# [The problem]
Set down every line of the data exactly, skipping the pictures.

# [Source material]

——————

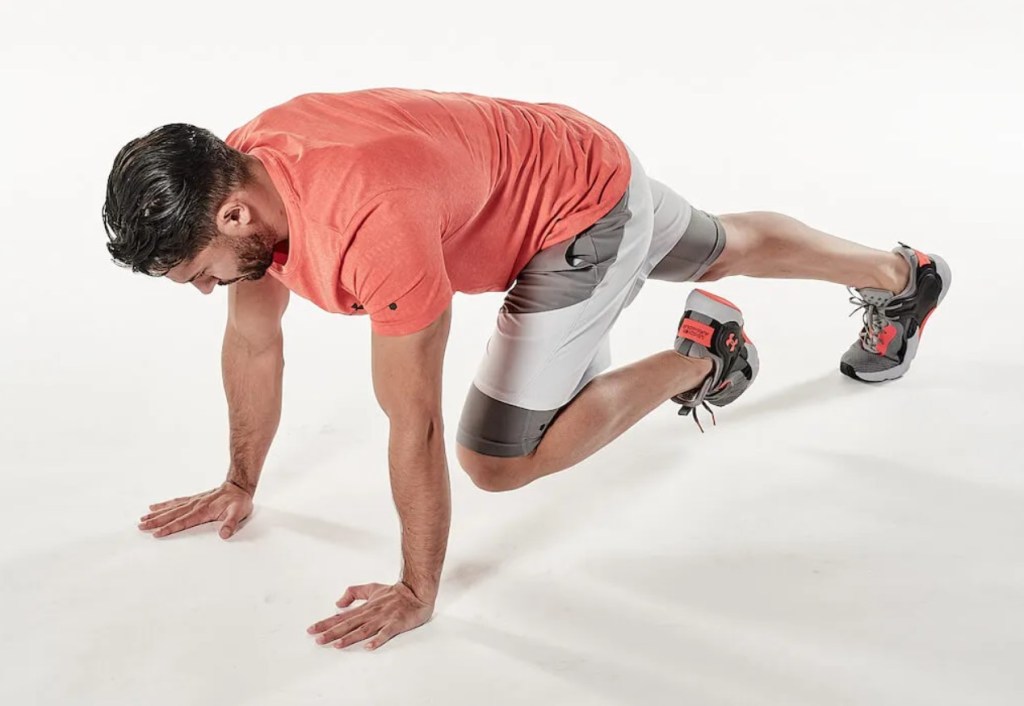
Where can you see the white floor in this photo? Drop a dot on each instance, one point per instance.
(826, 543)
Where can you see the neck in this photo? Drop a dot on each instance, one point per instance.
(273, 213)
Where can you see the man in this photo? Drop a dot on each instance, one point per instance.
(383, 203)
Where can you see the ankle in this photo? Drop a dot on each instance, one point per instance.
(896, 274)
(695, 369)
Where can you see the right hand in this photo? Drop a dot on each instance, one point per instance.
(228, 503)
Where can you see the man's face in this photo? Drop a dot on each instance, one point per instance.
(240, 251)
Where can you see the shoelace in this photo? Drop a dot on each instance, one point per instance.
(687, 410)
(873, 318)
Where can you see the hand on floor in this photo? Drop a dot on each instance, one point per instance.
(227, 503)
(387, 611)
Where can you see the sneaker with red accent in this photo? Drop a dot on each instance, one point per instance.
(894, 323)
(713, 328)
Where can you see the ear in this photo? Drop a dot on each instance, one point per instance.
(233, 215)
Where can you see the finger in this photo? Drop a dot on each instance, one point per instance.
(353, 593)
(184, 503)
(337, 625)
(168, 503)
(385, 633)
(350, 624)
(368, 629)
(164, 517)
(197, 516)
(231, 520)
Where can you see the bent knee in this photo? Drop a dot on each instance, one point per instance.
(493, 473)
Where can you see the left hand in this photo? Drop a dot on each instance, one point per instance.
(387, 611)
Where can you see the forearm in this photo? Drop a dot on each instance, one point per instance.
(422, 496)
(253, 386)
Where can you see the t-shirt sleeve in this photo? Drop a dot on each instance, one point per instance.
(395, 266)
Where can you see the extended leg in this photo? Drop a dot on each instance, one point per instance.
(773, 245)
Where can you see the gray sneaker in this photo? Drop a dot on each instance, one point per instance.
(713, 328)
(894, 323)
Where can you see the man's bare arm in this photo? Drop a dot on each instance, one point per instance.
(253, 362)
(407, 373)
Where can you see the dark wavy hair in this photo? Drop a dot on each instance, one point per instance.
(163, 194)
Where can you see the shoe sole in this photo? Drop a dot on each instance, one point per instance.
(896, 372)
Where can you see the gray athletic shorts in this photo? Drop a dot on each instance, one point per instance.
(552, 333)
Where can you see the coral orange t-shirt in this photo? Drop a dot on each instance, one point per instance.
(397, 198)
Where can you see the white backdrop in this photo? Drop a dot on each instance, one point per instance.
(827, 543)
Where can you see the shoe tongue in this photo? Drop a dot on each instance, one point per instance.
(877, 297)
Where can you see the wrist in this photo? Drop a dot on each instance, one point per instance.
(242, 484)
(425, 591)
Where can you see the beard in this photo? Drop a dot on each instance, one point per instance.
(255, 255)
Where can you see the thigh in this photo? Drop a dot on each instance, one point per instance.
(551, 337)
(687, 241)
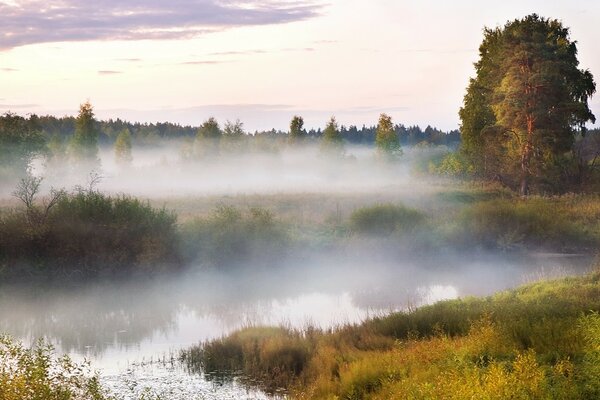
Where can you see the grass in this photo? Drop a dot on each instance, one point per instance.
(385, 219)
(539, 341)
(229, 237)
(87, 233)
(38, 374)
(92, 233)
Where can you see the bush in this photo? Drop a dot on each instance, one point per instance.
(229, 237)
(87, 233)
(535, 342)
(541, 222)
(385, 219)
(275, 357)
(37, 374)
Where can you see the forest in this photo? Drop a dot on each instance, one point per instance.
(358, 212)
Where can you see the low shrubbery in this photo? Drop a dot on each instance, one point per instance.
(550, 223)
(229, 237)
(86, 233)
(38, 374)
(537, 341)
(385, 219)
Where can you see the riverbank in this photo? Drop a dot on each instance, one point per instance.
(537, 341)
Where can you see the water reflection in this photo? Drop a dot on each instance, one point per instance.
(116, 324)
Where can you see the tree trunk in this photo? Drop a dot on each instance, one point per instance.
(526, 157)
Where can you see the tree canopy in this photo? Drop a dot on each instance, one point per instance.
(123, 148)
(20, 141)
(332, 140)
(387, 141)
(297, 132)
(526, 104)
(84, 145)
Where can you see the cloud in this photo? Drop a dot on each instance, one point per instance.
(108, 72)
(18, 106)
(38, 21)
(203, 62)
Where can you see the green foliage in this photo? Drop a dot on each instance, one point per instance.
(332, 142)
(452, 164)
(234, 137)
(522, 111)
(208, 138)
(536, 342)
(86, 233)
(123, 148)
(229, 238)
(20, 142)
(385, 219)
(297, 132)
(533, 222)
(279, 353)
(387, 141)
(84, 144)
(37, 374)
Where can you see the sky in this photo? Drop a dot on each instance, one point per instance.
(260, 61)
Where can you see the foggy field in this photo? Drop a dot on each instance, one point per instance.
(273, 199)
(296, 238)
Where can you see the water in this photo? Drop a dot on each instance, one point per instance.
(132, 332)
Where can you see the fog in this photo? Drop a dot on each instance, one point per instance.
(164, 171)
(324, 282)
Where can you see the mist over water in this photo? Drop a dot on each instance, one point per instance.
(125, 327)
(164, 171)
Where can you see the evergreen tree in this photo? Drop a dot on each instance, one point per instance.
(208, 138)
(84, 145)
(123, 148)
(526, 104)
(20, 142)
(297, 132)
(387, 141)
(332, 141)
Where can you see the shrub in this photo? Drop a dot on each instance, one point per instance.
(229, 237)
(540, 222)
(37, 374)
(385, 219)
(87, 233)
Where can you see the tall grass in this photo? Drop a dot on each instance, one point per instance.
(38, 374)
(88, 233)
(385, 219)
(229, 238)
(563, 223)
(539, 341)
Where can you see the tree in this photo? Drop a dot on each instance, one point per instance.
(20, 142)
(386, 140)
(123, 148)
(233, 136)
(332, 141)
(297, 132)
(528, 101)
(234, 130)
(84, 145)
(208, 138)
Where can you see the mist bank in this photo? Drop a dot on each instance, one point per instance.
(535, 341)
(88, 234)
(168, 171)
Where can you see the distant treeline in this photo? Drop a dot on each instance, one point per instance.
(152, 133)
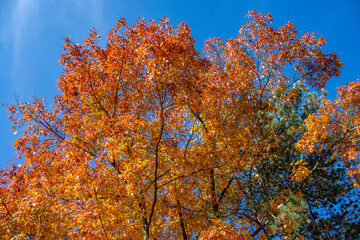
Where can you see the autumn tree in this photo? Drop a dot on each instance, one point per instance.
(151, 140)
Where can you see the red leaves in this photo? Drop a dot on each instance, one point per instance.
(147, 138)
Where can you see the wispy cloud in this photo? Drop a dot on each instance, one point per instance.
(18, 29)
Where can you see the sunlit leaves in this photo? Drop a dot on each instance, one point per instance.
(149, 140)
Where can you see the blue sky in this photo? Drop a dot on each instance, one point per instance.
(32, 34)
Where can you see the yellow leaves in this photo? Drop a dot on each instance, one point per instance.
(299, 171)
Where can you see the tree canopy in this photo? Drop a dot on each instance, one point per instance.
(149, 139)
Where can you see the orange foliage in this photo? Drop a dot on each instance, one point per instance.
(146, 137)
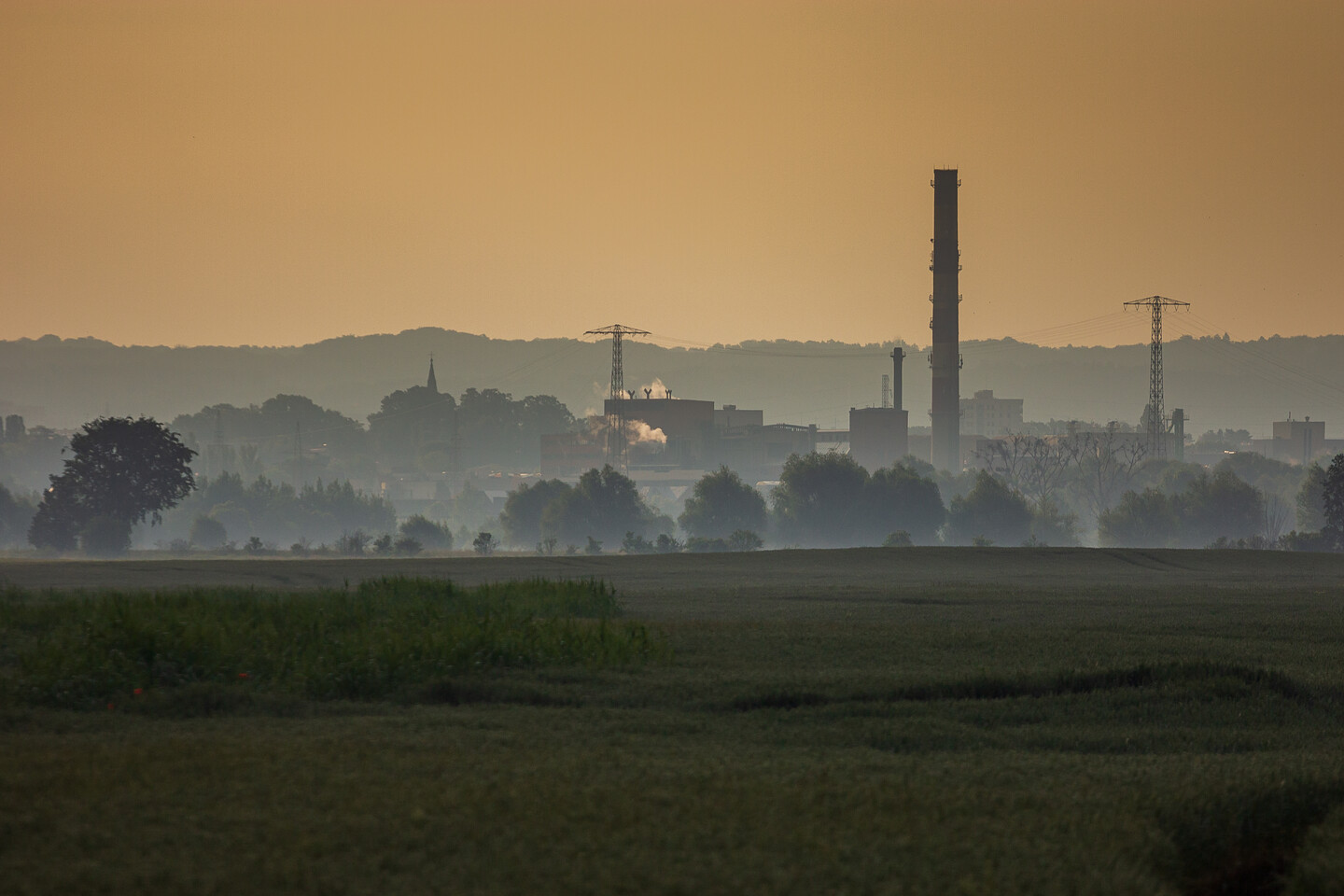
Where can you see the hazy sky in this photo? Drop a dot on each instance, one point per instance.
(278, 172)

——————

# [Result for this task]
Where can you see the white floor in this photo? Drop a dot on each instance, one point per instance.
(826, 543)
Where can you see the neck in this photo? Drop a dot on each instance, one point per instance.
(273, 213)
Where can you see the man in this photo? Drop a dot on each instance, one point per instance.
(383, 203)
Where can you see the ankle in this photo? Drop a dot on each instance, one point per instance.
(896, 274)
(695, 369)
Where can you see the right hand in this photo? Drop a dot on each instance, one point per instance.
(228, 503)
Where can you see the man's face in this photo? Drop a dot on each instance, one point per instance.
(240, 251)
Where can you see the shoelace in this photo? Drop a dot on each instance, one point per instance.
(687, 410)
(873, 318)
Where can you see the hand on floor in this photo? Drop a dot on each instance, one point per instance.
(227, 503)
(387, 611)
Where can you see the sneaker with red accent in this photo? Drop a dot on each instance, one point per instance.
(894, 323)
(713, 328)
Where can you see the ear in this photo? Drop a dot on each instance, one point per instance.
(233, 215)
Where can you see the finger in this photo? Drop a dot on each instance, one point per instance.
(353, 593)
(184, 503)
(337, 625)
(168, 503)
(385, 633)
(350, 624)
(368, 629)
(164, 517)
(197, 516)
(231, 520)
Where can you see the bent knee in this photo? Drop a dot on each instance, one point per instance.
(493, 473)
Where can you see the left hand in this photo? Drop a dot on each instance, one point per instance.
(387, 611)
Where can you see the forearm in this photo? Drop a dot on each instance, one point per instance.
(422, 496)
(253, 386)
Where can you see the t-shirt sleeve in this photo? Drop a dot on each instance, one point per instance.
(395, 266)
Where can you see the extended leg in this photo? Drop a dot on each instance, one point per instance.
(773, 245)
Where can you see the gray sneaker in this photo? Drop a dot on each instance, one point per instance.
(713, 328)
(894, 323)
Where can you see the man's bare arm in this photo? Drop a dot on each instance, one point per instance.
(253, 362)
(407, 373)
Where can you see the dark wavy hair in this photo? Drop a dot on each instance, one point per instance.
(163, 194)
Where can you see the shoe sole in this photo? Drop a dot on each instance, one point per instance.
(896, 372)
Where can you see the gray athletic shorts in this photo? Drop a dot on each instance, one point per instance.
(552, 333)
Where can you see the coral orange t-shirt in this photo? Drop a dot on each instance, one point per instance.
(397, 198)
Where can you see the white backdrop in this photo? Drop a dot on each instance, one point per instance.
(827, 543)
Where can you see the shoe tongue in this photo? Drop a dot on each instance, one point per instance.
(877, 297)
Where can you see the wrist in this photo? Drop a dot on each instance, one point per instance.
(242, 484)
(425, 591)
Where can you see the beard in this photo? Drop a dot on each instance, one point per instance.
(255, 255)
Where can you see the thigh in this photo? Drop a dot on each instance, one point per instance.
(551, 337)
(687, 241)
Where can you see the grass in this photo? Drop a dot on each instance, one point per instance.
(385, 219)
(539, 341)
(229, 237)
(87, 233)
(38, 374)
(92, 233)
Where can you see the bush in this photo? Drop a dot on each instance, one point per instance.
(229, 237)
(87, 233)
(535, 342)
(541, 222)
(385, 219)
(275, 357)
(37, 374)
Where can you see the forest in this photo? Drop a dot on each instance, one point per instance.
(358, 212)
Where can you see the low shrubbery in this photo? Drop a dot on each instance, one point per instance.
(550, 223)
(229, 237)
(86, 233)
(38, 374)
(537, 341)
(385, 219)
Where can you see the riverbank in this photo? Drop a dot on each instance, one point per instance.
(537, 341)
Where can you see the water reflection in this photo? Drop a dot on each instance, one point per instance.
(116, 324)
Where can you see the tree trunk in this photo? Drop a dot on each instance, one point per instance.
(526, 157)
Where can you see the tree canopy in this photo? Drop a dot on each instance, one point per instance.
(123, 148)
(20, 141)
(332, 140)
(387, 141)
(297, 132)
(526, 104)
(84, 145)
Where can you see the cloud in this photo? Drop a dot on each instance, one point per instance.
(108, 72)
(18, 106)
(38, 21)
(203, 62)
Where can you see the green foliage in this photo? Drop a dot on each instance, one point per instance.
(332, 142)
(452, 164)
(234, 137)
(522, 111)
(208, 138)
(536, 342)
(86, 233)
(123, 148)
(229, 238)
(20, 142)
(385, 219)
(297, 132)
(533, 222)
(279, 353)
(387, 141)
(84, 144)
(37, 374)
Where can you see the sky in this photo? Drop a dot on each instance, one point per instance.
(260, 61)
Where can you see the foggy field in this photo? Drop a dot on each instance, one point per instance.
(273, 199)
(296, 238)
Where can you see the water in this photo? Drop a dot on each instance, one point per instance.
(132, 332)
Where can you see the fog in this photo? Drop a dot on each instance, one point per instance.
(164, 171)
(324, 282)
Where can you see the mist over water in this photo? Drop a dot on each instance, one point per instance.
(125, 327)
(164, 171)
Where can you see the evergreen tree in this photo? Drop a dot on each instance, one point per instance.
(208, 138)
(84, 145)
(123, 148)
(526, 104)
(20, 142)
(297, 132)
(387, 141)
(332, 141)
Where can you see the shrub in this photo? Drop a dot on each instance, one point per instance.
(229, 237)
(540, 222)
(37, 374)
(385, 219)
(87, 233)
Where can you see the tall grass in this photo? Drop a dot on each instance, one point per instance.
(38, 374)
(88, 233)
(385, 219)
(229, 238)
(563, 223)
(539, 341)
Where can you see the tree in this photo? Drop a dot on each instance, one point per instance.
(20, 142)
(386, 140)
(123, 148)
(233, 136)
(332, 141)
(297, 132)
(528, 101)
(234, 130)
(84, 145)
(208, 138)
Where can you see the mist bank in this photo? Drop a dot on each instance, one point per instance.
(535, 341)
(88, 234)
(168, 171)
Where can you see the distant treeline in this photo? Drop a dot on each instance, one point per instance.
(152, 133)
Where can you see the autumn tree in this photo? Drop a dot on each instance, one point per instance.
(151, 140)
Where can you see the red leaves in this photo? Drop a dot on each instance, one point per instance.
(147, 138)
Where can you see the wispy cloud in this photo? Drop a dot on each instance, one point per instance.
(18, 29)
Where can you see the sunlit leaves in this photo? Drop a dot on each instance, one point per instance.
(149, 140)
Where can you see the blue sky in this photo? Drop a dot on each instance, one point per instance.
(32, 34)
Where can you see the yellow leaves in this photo? Drop a dot on each instance, one point per instance.
(299, 171)
Where can you see the tree canopy in this photo? Drop a dot on each instance, one point per instance.
(149, 139)
Where can you see the orange foliage in this photo? Drop a dot on each instance, one point per instance.
(146, 137)
Where can you see the hazy sky in this photo? Drop a dot on each instance, one point per instance.
(278, 172)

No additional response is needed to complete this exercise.